| Given instruction |
Gather each line in the rows below that contains the string "striped" and copy it out in full.

| Given information |
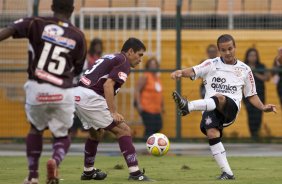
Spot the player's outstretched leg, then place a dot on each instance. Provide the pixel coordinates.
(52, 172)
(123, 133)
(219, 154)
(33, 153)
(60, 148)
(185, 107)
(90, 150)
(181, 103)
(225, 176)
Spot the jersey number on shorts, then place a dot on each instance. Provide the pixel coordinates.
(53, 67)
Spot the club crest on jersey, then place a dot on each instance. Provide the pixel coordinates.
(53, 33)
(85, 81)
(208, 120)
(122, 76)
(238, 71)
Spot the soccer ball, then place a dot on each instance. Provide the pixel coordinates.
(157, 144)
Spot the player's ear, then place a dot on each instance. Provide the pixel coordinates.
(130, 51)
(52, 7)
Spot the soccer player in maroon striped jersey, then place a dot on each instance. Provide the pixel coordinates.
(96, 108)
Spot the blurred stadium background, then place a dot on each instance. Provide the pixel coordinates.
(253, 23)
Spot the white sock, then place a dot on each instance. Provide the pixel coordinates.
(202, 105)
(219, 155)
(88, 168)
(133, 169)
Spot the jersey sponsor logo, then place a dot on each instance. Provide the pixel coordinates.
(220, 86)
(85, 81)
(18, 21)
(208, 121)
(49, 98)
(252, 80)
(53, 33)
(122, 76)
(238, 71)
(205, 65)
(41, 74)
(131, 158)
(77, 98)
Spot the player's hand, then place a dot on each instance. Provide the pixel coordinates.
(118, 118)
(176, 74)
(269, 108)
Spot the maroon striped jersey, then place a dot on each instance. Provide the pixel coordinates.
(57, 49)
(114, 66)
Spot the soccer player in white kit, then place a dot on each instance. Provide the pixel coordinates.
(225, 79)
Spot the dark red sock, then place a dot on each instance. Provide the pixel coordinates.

* * *

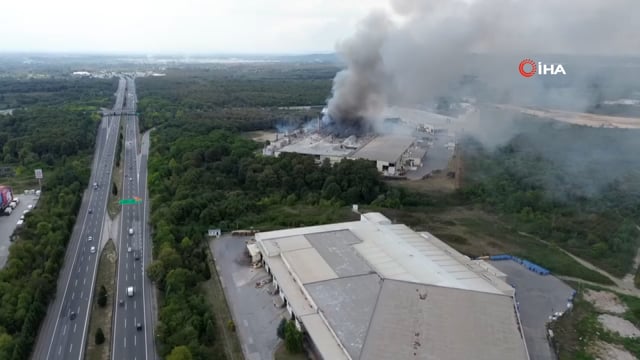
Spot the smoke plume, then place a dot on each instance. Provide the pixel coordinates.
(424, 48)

| Exercise solution |
Spot the soccer player in maroon striped jersey, then place a dot on each instance. Provide the pixel coordinates.
Spot the maroon striped jersey, then place a dot on each instance. Provide the pixel coordinates.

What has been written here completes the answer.